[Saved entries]
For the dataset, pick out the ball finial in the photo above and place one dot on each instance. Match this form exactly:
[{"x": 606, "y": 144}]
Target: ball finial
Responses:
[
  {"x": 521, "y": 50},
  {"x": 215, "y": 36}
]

### Task instructions
Copy every line from the records that holds the string "finial".

### Response area
For the dataset, pick out the ball finial in the photo above and place one dot on each instance. Match this form exactly:
Target: ball finial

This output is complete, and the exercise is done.